• Your goal: Would you transcribe each of the entries exactly, with nothing added or dropped?

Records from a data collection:

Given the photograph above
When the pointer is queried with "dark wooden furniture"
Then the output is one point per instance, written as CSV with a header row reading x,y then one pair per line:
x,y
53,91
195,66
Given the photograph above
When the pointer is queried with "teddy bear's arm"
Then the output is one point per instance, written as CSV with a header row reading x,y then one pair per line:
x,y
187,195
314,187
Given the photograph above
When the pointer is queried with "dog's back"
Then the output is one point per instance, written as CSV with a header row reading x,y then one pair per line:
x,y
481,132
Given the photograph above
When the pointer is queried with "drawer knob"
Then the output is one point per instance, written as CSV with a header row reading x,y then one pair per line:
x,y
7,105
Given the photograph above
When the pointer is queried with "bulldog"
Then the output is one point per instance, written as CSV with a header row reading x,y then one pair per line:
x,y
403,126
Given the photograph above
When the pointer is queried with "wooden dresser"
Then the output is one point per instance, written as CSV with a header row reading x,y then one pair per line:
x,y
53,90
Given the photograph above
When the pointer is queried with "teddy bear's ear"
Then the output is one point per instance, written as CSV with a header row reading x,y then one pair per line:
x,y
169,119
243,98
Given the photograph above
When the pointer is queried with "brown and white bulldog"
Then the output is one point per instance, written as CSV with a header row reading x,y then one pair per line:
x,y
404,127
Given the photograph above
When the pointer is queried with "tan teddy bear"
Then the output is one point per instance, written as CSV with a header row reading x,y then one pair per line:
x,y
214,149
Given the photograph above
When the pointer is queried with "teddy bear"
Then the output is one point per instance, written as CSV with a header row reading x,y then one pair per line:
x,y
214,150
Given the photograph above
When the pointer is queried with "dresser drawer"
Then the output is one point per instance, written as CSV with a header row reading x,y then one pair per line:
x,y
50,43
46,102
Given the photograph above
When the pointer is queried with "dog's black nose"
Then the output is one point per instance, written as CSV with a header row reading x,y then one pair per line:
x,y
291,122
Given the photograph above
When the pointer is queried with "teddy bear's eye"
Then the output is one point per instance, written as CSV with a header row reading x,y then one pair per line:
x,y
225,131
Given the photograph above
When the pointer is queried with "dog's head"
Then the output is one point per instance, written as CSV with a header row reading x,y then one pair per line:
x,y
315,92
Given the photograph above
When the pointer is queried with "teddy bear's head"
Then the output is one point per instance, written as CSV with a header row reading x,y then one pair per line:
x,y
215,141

• Task result:
Given the photograph above
When the pointer is queried with "dark wooden furniture"
Then the output is one point per instance, written as CSV with a header row reading x,y then one pair per line:
x,y
53,91
195,66
Given the photograph above
When the pointer is queried with "teddy bear's arm"
Then the output is one point per instance, written as CSV with a header row reading x,y then one pair per line:
x,y
187,195
314,187
Given the photograph above
When the pointer is queried with "dog's back"
Then the output is one point per instance, written as CSV with a header row reading x,y then one pair per line:
x,y
481,132
Given the photograph above
When the pointer is queried with "drawer knob"
Then the output is one point per instance, written as CSV with a header row reading x,y then one pair per line:
x,y
7,105
Given the photograph above
When the pointer is queried with "bulldog"
Then the output is one point per instance, written as CSV with a header row reading x,y then one pair per line:
x,y
403,126
Given the photograph above
When the pointer is queried with "wooden dresser"
Then the output is one point per instance, written as CSV with a header row reading x,y then one pair per line:
x,y
53,90
Given the photograph above
When the pointer is queried with "teddy bear's ear"
Then the output is one point per instance, written as CSV with a header row reading x,y then one pair per line:
x,y
169,119
243,98
Given the photograph above
When the pointer is queried with "brown and white bulldog"
Then the output is one point per instance, written as CSV with a header row reading x,y then one pair per line:
x,y
404,127
Given the photograph above
When the pointer is queried with "tan teddy bear"
Then the output is one point per instance, written as CSV with a header row reading x,y then one pair per line:
x,y
214,149
Given the photograph above
When the pointer is queried with "teddy bear"
Then the output is one point per instance, written as CSV with a header row reading x,y then one pair per line:
x,y
214,150
Given the photograph above
When the pointer is queried with "dresser drawer"
Then the output is one point per instance, written as CSV with a header row reading x,y then one pair per line:
x,y
50,43
46,102
Given the photograph above
When the pointer is queried with "dog's black nose"
Then the output is one point per instance, written as CSV with a header row reading x,y then one pair per line:
x,y
291,122
Given the photograph above
When the pointer is queried with "teddy bear's eye"
Then the output is one point per instance, written as CSV with a header row reading x,y then one pair per line:
x,y
225,131
Given the photograph above
When the pointer is queried with "dog's head"
Then the output is one point per instance, written as CSV with a header row reading x,y then one pair per line:
x,y
315,92
Given the photograph above
When the pointer is queried with "teddy bear's head"
Then the output is one point per instance, written as CSV with a header row reading x,y then one pair per line:
x,y
215,141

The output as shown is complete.